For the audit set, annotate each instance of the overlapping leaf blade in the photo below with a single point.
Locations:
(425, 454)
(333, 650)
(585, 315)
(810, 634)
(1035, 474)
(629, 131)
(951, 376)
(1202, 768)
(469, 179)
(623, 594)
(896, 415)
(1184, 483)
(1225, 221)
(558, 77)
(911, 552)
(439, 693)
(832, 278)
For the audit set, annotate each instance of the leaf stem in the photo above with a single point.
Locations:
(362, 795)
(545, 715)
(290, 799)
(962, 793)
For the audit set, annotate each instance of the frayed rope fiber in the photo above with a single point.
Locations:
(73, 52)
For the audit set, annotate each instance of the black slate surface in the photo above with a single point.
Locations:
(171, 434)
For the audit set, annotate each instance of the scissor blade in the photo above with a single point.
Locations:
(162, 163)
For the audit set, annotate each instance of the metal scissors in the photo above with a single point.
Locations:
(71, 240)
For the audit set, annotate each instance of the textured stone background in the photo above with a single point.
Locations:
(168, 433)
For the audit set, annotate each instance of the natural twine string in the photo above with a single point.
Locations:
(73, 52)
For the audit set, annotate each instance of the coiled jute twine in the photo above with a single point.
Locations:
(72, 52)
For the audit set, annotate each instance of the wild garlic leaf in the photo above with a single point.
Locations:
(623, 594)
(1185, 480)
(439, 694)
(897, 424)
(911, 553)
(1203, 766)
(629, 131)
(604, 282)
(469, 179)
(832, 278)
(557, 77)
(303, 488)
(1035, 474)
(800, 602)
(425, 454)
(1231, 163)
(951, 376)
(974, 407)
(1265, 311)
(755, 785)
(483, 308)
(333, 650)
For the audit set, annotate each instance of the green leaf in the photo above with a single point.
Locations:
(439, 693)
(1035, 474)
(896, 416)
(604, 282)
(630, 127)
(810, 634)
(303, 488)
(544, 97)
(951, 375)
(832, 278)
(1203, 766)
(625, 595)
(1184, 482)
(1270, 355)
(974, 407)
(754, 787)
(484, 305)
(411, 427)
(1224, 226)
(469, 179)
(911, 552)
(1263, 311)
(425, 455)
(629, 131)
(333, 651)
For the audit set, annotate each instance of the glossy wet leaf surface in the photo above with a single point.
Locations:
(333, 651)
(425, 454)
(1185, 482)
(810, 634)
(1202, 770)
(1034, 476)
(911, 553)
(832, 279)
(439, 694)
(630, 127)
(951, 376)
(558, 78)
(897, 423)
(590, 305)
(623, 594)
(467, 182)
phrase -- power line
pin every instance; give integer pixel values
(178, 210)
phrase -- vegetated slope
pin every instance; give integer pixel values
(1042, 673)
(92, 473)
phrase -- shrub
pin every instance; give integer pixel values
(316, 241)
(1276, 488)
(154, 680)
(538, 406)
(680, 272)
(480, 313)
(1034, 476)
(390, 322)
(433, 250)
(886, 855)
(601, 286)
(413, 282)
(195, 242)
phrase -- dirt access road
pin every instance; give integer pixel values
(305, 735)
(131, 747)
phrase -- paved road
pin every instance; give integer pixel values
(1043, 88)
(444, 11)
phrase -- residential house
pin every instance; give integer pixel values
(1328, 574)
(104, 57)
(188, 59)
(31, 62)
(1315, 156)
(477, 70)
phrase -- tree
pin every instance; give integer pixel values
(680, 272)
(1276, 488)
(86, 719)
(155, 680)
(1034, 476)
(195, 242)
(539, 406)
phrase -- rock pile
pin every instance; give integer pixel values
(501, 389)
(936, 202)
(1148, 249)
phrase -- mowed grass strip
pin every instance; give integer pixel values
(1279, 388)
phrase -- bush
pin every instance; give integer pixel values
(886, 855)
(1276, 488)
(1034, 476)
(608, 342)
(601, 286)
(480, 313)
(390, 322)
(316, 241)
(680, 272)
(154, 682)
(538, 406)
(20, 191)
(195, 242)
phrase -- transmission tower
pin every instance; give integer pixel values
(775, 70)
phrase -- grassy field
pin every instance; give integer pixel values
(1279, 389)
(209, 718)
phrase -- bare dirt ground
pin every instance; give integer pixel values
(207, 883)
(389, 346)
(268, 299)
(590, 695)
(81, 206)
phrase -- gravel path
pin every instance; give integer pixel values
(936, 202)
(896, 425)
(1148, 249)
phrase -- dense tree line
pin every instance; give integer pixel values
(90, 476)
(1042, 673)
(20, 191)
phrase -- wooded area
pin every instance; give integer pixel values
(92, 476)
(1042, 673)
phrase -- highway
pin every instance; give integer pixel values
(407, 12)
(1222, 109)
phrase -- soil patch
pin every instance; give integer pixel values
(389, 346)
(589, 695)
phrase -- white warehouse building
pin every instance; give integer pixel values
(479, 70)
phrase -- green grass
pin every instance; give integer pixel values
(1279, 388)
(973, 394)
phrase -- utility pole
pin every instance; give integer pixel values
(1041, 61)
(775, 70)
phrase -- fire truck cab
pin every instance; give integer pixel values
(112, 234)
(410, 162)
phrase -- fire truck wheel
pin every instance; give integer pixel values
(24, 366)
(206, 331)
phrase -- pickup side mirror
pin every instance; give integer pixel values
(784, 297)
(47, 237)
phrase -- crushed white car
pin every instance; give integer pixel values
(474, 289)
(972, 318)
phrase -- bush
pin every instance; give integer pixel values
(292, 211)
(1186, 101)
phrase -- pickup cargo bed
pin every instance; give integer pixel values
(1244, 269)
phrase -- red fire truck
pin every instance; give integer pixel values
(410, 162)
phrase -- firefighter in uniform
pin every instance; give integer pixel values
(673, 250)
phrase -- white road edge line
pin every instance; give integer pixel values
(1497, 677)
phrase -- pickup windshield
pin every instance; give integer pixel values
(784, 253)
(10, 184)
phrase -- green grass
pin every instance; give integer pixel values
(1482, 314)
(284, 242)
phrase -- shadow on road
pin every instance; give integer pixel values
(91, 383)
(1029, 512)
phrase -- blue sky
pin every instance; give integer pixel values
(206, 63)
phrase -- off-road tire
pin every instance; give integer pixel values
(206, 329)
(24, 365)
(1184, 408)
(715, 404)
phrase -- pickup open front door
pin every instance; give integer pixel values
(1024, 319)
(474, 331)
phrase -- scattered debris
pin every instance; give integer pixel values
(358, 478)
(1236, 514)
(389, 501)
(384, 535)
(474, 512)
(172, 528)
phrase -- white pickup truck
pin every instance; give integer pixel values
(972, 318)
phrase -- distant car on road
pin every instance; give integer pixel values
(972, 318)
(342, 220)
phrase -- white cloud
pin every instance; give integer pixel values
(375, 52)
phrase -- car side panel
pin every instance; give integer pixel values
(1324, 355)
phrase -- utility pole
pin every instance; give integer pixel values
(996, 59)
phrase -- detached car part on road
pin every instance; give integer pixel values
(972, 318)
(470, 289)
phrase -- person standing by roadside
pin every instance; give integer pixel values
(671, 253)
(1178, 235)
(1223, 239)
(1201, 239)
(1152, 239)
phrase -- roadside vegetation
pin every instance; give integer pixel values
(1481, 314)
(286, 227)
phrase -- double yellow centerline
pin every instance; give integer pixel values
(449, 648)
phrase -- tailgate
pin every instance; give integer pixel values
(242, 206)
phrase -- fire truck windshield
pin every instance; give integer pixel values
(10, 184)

• _AIM_
Exactly reproduce every line of the data above.

• _OUTPUT_
For the audit set, annotate each instance of the overlapping leaf blade in the photo below with a single point.
Locations:
(425, 454)
(333, 650)
(585, 315)
(810, 634)
(1035, 474)
(629, 131)
(951, 376)
(1202, 768)
(469, 179)
(623, 594)
(896, 415)
(1184, 483)
(1225, 221)
(558, 77)
(911, 552)
(439, 693)
(832, 278)
For the audit set, annotate each instance of the leaf stem in the photo above with a single point.
Locations:
(362, 795)
(545, 715)
(290, 799)
(962, 793)
For the audit set, annotate each instance of the frayed rope fiber in the photo above with a single point.
Locations:
(73, 52)
For the audit set, annotate each instance of the black slate surface in the photo above with a single point.
Locations:
(171, 434)
For the audit set, annotate each instance of the scissor blade in the photo above with a single point.
Locations:
(162, 163)
For the audit set, annotate each instance of the metal scissors in the photo above with a single point.
Locations:
(71, 240)
For the audit set, annotate each instance of the textured stone background in the photo above with a single point.
Locations:
(168, 433)
For the audit set, annotate each instance of the natural twine string in the photo above with a single point.
Locations:
(73, 52)
For the audit set, annotate each instance of the coiled jute twine in the photo above with a single point.
Locations:
(72, 52)
For the audit set, annotate each instance of the wild garlic leaf in the photo above with a single point.
Locations:
(623, 594)
(1185, 480)
(439, 694)
(897, 424)
(911, 553)
(1203, 766)
(629, 131)
(604, 282)
(469, 179)
(832, 278)
(557, 77)
(303, 488)
(1035, 474)
(800, 602)
(425, 454)
(1231, 163)
(951, 376)
(974, 407)
(1265, 311)
(755, 785)
(483, 308)
(333, 650)
For the audit set, annotate each instance of the green leaf in the photo above with a single point.
Locations:
(439, 693)
(1035, 474)
(896, 416)
(604, 282)
(630, 127)
(810, 634)
(303, 488)
(544, 97)
(951, 375)
(832, 278)
(1203, 766)
(625, 595)
(1184, 482)
(1270, 355)
(974, 407)
(754, 787)
(484, 305)
(411, 427)
(1224, 226)
(469, 179)
(911, 552)
(1263, 311)
(425, 455)
(629, 131)
(333, 651)
For the audit set, annotate each instance of the glossy wet leaf surface in the photo above with a single point.
Locations:
(333, 651)
(425, 454)
(1185, 482)
(810, 634)
(1202, 770)
(1034, 476)
(911, 553)
(832, 279)
(439, 694)
(630, 127)
(951, 376)
(558, 78)
(897, 423)
(590, 305)
(623, 594)
(467, 182)
phrase -- power line
pin every instance; give integer pixel values
(178, 210)
phrase -- vegetated slope
pin every instance; give integer pixel values
(1042, 673)
(92, 473)
phrase -- shrub
pin every instance; give integer pixel values
(316, 241)
(1276, 488)
(154, 680)
(538, 406)
(680, 272)
(480, 313)
(1034, 476)
(390, 322)
(433, 250)
(886, 855)
(601, 286)
(413, 282)
(195, 242)
phrase -- dirt access road
pin every instance; give integer pixel values
(305, 735)
(131, 747)
phrase -- paved road
pin every instance; give integer pixel values
(1043, 88)
(444, 11)
phrase -- residential house
pin every instance; give integer pixel values
(1328, 574)
(104, 57)
(188, 59)
(31, 62)
(1315, 156)
(477, 70)
phrase -- tree
pin every instance; give integer pixel values
(680, 272)
(1276, 488)
(86, 719)
(155, 680)
(1034, 476)
(195, 242)
(539, 406)
phrase -- rock pile
pin every instance; give integer pixel values
(501, 389)
(936, 202)
(1148, 249)
phrase -- mowed grass strip
pin every instance; give integer pixel values
(1279, 388)
phrase -- bush
pin every instance; give integer pixel values
(886, 855)
(1276, 488)
(1034, 476)
(608, 342)
(601, 286)
(480, 313)
(390, 322)
(316, 241)
(680, 272)
(154, 682)
(538, 406)
(20, 191)
(195, 242)
phrase -- transmission tower
pin every instance; give integer pixel values
(775, 70)
phrase -- grassy field
pin every instance; give integer pixel values
(1279, 389)
(209, 718)
phrase -- bare dirt ground
pin every instance; give integer pixel values
(207, 883)
(389, 346)
(268, 299)
(590, 695)
(81, 206)
phrase -- gravel path
pin every instance; give integer pixel values
(936, 202)
(896, 425)
(1148, 249)
phrase -- dense tree line
pin every instance; give integer pixel values
(90, 476)
(1042, 673)
(20, 191)
phrase -- wooded area
pin every instance; give integer pixel values
(92, 476)
(1042, 673)
phrase -- highway
pin every instance; give integer pixel values
(407, 12)
(1222, 109)
phrase -- soil patch
pin every instance; give integer pixel values
(389, 346)
(589, 695)
phrase -- white warehouse building
pin every instance; give integer pixel values
(479, 70)
phrase -- green grass
pin every instance; give integer pixel values
(1279, 388)
(973, 394)
phrase -- utility pole
pin every instance; give integer pixel values
(1041, 61)
(775, 70)
phrase -- fire truck cab
pin every instance; give integer pixel values
(112, 234)
(410, 162)
phrase -- fire truck wheel
pin every instance; give integer pixel values
(24, 366)
(206, 331)
phrase -- pickup side mirror
pin every instance; give integer pixel values
(784, 297)
(47, 237)
phrase -- crushed white car
pin every instance; give integer pixel values
(474, 289)
(972, 318)
phrase -- bush
pin every instance; give integer pixel values
(292, 211)
(1186, 101)
phrase -- pickup cargo bed
pin every instance; give integer pixel values
(1244, 269)
phrase -- red fire truck
pin every instance; give integer pixel values
(410, 162)
phrase -- firefighter in uniform
pin every instance; give integer pixel values
(673, 250)
phrase -- white road edge line
pin every instance; give integer pixel values
(1497, 677)
phrase -- pickup windshield
pin every instance; give integer pixel values
(784, 253)
(10, 184)
phrase -- green grass
pin every instance; give integer pixel values
(1482, 314)
(284, 242)
phrase -- shadow on road
pin every instance; give integer pixel values
(91, 383)
(1029, 512)
phrase -- blue sky
pin every instance; give integer pixel values
(206, 63)
phrase -- off-road tire
pin every instance; give integer pixel values
(206, 329)
(24, 365)
(1184, 408)
(715, 404)
phrase -- pickup open front door
pin every instance; give integer pixel values
(1024, 319)
(474, 331)
phrase -- scattered debris
pin every instance; give integer pixel values
(358, 478)
(1236, 514)
(389, 501)
(384, 535)
(474, 512)
(172, 528)
phrase -- white pickup truck
pin every instance; give integer pixel values
(972, 318)
phrase -- distant car on road
pin every instance; give integer pixel values
(972, 318)
(342, 220)
phrase -- white cloud
pin every instance; give integer pixel values
(375, 52)
phrase -- car side panel
pin every instance; give integer pixel values
(1324, 355)
phrase -- utility pole
pin every instance; give integer pixel values
(996, 59)
phrase -- detached car part on road
pin every instance; give integer pixel values
(972, 318)
(470, 289)
phrase -- person standing by roadside
pin every instance; give integer pixel values
(671, 253)
(1178, 235)
(1223, 239)
(1201, 239)
(1152, 239)
phrase -- roadside vegetation
pin every instance; give integer pixel values
(1481, 314)
(286, 227)
phrase -- double yellow centerline
pin every instance; give integer pixel values
(449, 648)
phrase -- tailgate
pin every instance; give integer pixel values
(242, 206)
phrase -- fire truck windshield
pin every instance; give integer pixel values
(10, 184)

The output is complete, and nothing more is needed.